**RECORDS SUPPLIED:**
====================

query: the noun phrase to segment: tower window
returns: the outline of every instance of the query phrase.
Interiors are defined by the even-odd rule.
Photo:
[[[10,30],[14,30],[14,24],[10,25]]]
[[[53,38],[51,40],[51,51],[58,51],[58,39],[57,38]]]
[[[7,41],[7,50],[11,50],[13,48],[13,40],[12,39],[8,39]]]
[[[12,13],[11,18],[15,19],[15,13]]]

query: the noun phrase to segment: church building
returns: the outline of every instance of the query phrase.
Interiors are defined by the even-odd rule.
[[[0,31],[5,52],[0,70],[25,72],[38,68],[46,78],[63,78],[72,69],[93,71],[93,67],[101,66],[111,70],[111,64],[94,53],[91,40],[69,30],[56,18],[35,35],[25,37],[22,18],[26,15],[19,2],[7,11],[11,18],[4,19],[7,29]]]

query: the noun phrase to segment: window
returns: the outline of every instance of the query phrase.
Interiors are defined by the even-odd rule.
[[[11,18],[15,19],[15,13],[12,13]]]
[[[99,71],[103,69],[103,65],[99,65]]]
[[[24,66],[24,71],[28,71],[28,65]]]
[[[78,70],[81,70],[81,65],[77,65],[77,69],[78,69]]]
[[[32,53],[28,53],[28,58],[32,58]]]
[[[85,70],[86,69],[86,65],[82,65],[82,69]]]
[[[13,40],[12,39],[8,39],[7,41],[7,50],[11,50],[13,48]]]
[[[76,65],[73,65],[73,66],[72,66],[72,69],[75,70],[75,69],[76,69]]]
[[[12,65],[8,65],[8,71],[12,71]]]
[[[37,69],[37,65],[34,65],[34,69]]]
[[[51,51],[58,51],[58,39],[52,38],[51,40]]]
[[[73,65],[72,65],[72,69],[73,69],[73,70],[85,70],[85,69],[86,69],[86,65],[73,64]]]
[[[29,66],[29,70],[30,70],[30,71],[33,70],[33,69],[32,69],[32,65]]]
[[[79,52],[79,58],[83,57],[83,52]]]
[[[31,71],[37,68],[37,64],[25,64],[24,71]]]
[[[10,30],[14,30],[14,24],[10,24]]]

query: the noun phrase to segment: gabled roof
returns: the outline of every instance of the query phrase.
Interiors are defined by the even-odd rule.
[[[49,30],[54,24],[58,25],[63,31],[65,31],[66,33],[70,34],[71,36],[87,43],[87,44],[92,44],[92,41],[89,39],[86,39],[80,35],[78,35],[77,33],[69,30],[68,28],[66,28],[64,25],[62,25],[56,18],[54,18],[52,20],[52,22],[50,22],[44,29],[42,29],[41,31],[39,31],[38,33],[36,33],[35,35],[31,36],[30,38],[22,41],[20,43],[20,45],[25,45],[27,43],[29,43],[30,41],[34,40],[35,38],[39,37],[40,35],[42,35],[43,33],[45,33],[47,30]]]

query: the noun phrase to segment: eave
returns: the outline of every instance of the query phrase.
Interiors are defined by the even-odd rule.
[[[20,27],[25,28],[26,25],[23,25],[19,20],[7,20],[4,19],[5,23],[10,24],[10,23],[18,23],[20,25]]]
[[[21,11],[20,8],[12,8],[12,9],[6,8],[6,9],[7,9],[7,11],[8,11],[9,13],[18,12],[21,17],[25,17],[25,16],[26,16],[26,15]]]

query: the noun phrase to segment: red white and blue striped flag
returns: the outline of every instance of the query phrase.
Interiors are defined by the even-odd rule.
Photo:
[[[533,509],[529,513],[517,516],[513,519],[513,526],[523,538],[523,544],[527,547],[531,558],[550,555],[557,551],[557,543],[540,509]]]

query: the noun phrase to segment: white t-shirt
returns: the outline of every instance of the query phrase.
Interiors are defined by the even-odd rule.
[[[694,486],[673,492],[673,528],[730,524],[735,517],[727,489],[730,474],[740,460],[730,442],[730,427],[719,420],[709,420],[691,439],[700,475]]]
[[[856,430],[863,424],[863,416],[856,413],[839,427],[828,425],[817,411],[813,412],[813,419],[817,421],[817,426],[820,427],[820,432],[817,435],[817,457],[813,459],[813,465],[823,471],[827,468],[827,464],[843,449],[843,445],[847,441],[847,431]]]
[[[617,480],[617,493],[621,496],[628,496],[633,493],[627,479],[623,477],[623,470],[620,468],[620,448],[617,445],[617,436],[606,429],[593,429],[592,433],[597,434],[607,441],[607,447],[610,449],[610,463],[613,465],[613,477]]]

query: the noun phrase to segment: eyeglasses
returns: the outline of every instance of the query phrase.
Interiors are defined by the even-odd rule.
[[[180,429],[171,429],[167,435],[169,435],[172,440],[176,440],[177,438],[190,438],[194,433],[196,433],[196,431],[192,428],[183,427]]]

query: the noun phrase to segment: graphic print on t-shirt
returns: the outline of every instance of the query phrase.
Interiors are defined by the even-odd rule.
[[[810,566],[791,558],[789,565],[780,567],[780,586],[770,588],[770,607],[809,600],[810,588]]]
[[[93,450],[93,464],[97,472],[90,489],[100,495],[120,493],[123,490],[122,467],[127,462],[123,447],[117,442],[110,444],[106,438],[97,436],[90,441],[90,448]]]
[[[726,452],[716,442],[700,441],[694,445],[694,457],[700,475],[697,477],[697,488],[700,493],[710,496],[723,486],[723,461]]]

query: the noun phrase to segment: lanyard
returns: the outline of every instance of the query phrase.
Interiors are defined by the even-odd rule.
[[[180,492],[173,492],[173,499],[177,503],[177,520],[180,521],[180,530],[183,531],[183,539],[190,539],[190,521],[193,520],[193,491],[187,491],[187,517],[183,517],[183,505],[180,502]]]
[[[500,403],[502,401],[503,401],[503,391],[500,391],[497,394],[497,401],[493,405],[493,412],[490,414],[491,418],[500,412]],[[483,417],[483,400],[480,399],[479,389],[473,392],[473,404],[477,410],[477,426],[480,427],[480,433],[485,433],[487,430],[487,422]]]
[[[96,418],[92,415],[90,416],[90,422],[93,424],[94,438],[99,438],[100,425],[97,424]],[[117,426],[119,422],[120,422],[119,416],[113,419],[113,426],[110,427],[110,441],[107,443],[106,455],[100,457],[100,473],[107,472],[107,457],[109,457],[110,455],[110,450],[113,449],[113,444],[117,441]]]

====================

Wherever a line of the data above contains "noun", copy that line.

**RESPONSE TO THE TASK:**
query: the noun phrase to segment: tower window
query: the noun phrase to segment: church building
query: the noun phrase to segment: window
query: the noun phrase to segment: gabled roof
query: the noun phrase to segment: eave
query: the noun phrase to segment: red white and blue striped flag
query: the noun phrase to segment: white t-shirt
query: the noun phrase to segment: eyeglasses
query: the noun phrase to segment: graphic print on t-shirt
query: the noun phrase to segment: lanyard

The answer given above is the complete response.